The problem:
Work out how many lines of the listing below contain the string "wall", treating case as significant, and give only that number.

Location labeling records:
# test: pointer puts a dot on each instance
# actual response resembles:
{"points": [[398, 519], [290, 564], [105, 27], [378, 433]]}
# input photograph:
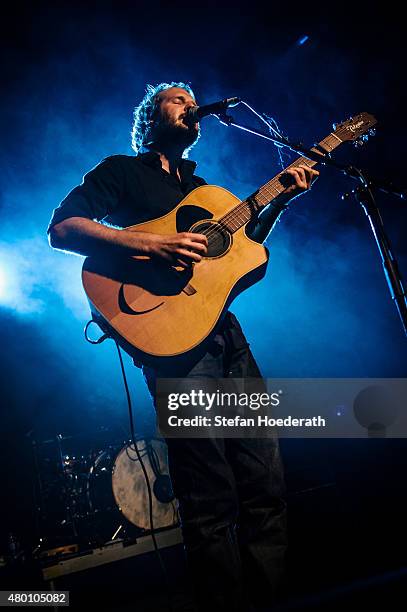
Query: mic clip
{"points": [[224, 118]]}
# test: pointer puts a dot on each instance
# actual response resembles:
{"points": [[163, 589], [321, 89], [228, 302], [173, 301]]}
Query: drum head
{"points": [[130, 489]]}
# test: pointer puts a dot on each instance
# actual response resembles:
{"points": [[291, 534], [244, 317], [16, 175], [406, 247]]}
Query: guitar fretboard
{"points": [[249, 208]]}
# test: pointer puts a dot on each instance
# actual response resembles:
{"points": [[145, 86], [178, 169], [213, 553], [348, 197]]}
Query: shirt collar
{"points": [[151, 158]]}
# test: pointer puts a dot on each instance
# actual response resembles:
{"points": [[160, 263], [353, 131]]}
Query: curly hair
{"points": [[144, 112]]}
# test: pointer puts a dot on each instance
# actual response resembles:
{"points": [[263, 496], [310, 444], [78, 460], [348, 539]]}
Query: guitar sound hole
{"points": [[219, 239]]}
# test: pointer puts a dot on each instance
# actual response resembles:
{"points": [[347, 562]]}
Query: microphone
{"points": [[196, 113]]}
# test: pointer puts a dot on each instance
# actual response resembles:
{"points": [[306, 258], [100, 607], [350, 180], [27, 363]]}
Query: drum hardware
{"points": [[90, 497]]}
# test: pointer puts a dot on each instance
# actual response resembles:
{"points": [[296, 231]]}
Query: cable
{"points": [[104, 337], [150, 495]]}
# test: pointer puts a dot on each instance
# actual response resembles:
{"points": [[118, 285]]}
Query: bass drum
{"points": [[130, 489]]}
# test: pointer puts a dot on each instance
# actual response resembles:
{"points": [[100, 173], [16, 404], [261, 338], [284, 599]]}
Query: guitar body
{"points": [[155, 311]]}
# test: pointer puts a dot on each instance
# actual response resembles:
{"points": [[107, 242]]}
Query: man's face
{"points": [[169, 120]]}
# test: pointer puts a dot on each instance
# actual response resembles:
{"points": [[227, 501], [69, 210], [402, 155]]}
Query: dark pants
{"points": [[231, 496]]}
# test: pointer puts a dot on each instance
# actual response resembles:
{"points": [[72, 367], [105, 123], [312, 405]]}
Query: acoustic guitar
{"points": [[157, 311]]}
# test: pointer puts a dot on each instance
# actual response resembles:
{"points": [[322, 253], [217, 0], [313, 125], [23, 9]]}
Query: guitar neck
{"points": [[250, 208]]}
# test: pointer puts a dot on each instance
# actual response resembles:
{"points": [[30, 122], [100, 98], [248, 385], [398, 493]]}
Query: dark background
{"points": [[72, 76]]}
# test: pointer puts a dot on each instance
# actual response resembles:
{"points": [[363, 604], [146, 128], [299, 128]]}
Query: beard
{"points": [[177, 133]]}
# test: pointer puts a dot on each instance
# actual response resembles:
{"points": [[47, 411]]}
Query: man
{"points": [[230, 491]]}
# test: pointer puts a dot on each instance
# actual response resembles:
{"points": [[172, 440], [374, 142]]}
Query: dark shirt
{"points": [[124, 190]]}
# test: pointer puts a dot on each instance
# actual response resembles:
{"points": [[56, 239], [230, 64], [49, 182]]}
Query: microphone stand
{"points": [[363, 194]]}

...

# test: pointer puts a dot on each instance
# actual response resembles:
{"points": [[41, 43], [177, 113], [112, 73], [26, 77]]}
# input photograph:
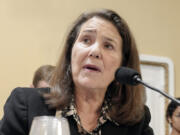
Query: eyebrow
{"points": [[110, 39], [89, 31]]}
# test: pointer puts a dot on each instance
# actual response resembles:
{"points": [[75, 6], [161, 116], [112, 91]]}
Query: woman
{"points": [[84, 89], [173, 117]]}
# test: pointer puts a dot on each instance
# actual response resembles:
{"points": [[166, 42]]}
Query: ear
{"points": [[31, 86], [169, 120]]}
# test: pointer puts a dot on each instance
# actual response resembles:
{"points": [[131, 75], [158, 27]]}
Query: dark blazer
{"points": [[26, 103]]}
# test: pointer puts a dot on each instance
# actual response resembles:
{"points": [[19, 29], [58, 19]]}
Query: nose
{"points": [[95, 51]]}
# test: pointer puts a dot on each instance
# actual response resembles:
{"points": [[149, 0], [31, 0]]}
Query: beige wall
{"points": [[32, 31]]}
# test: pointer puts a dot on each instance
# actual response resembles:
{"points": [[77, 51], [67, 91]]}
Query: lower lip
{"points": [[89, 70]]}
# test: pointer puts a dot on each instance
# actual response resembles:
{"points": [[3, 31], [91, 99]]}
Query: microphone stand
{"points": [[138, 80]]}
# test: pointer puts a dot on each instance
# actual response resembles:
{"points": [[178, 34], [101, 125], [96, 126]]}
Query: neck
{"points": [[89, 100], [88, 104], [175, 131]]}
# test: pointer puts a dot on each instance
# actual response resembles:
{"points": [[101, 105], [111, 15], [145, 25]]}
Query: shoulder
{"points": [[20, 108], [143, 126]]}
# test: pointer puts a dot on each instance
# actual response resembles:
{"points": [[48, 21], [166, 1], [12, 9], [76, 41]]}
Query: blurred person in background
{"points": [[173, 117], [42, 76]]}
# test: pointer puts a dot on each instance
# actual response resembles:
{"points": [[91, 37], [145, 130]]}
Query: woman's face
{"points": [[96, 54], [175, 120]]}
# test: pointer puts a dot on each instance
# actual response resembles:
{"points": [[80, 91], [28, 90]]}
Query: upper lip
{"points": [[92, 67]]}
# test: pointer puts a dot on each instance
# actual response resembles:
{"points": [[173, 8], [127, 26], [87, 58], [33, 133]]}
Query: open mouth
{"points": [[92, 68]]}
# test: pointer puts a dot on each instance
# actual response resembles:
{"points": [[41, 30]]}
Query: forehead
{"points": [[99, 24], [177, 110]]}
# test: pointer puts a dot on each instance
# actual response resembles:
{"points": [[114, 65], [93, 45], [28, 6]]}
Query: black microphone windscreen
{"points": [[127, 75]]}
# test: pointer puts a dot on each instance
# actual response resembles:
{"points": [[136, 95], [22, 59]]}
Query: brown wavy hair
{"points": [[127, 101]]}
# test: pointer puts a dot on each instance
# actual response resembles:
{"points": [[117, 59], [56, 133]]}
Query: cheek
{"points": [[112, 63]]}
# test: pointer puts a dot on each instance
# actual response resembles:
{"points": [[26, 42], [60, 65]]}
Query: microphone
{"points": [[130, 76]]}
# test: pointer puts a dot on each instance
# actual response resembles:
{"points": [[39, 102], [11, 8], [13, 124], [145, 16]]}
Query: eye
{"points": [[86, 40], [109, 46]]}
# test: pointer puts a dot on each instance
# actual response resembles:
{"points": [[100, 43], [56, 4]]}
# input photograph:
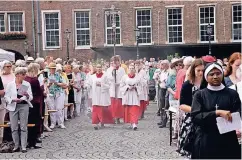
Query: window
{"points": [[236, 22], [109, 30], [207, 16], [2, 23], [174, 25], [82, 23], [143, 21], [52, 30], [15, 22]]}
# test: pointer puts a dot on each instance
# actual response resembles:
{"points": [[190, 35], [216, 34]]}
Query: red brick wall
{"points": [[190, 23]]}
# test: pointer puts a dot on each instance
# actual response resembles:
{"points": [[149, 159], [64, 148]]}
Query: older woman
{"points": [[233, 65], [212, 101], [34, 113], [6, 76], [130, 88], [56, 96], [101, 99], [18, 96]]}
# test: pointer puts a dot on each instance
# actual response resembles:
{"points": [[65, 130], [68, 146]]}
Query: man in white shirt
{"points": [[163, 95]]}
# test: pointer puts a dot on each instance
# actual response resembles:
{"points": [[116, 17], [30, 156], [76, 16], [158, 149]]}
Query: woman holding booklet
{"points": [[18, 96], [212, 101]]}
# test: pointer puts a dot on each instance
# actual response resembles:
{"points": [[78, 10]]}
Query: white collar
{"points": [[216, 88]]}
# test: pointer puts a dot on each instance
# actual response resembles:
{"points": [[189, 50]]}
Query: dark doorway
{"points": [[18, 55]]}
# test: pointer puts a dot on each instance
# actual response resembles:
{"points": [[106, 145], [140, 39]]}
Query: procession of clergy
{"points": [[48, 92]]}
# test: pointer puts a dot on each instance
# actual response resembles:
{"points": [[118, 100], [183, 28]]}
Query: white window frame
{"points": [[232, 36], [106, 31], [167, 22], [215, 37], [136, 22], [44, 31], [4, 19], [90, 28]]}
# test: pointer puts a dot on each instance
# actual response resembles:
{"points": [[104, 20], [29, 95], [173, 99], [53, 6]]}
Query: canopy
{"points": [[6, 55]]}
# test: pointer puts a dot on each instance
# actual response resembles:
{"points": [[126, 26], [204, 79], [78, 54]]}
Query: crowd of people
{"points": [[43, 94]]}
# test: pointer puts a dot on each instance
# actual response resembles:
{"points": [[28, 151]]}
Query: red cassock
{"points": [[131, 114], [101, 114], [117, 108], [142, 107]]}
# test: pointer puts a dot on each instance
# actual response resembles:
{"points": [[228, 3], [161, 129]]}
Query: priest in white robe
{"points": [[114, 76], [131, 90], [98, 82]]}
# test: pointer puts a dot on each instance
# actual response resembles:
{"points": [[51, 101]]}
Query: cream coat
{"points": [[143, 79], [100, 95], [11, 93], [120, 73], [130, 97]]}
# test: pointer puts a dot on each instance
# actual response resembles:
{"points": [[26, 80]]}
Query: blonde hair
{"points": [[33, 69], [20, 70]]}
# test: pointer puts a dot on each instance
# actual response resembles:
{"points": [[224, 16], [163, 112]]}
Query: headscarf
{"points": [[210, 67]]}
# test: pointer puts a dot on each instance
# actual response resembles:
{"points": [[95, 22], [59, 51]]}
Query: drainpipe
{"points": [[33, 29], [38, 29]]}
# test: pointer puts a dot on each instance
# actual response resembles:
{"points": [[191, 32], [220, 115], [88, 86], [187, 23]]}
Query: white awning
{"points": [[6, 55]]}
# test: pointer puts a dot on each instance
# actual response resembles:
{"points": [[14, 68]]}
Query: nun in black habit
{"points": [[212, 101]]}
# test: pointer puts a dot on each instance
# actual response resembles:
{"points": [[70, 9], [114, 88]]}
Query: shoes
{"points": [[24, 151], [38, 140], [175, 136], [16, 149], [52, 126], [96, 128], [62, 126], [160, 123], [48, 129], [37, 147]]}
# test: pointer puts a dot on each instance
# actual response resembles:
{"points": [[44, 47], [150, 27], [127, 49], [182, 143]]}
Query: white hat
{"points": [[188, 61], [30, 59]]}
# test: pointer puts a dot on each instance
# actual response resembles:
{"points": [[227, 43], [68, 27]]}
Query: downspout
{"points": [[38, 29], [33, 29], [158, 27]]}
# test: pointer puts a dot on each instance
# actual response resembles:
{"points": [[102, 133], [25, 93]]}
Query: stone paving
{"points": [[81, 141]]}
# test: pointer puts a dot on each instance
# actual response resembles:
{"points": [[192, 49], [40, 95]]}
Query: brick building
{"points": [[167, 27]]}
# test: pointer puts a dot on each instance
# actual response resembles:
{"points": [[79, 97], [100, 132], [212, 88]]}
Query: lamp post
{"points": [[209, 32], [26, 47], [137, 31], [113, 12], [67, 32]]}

The completed task:
2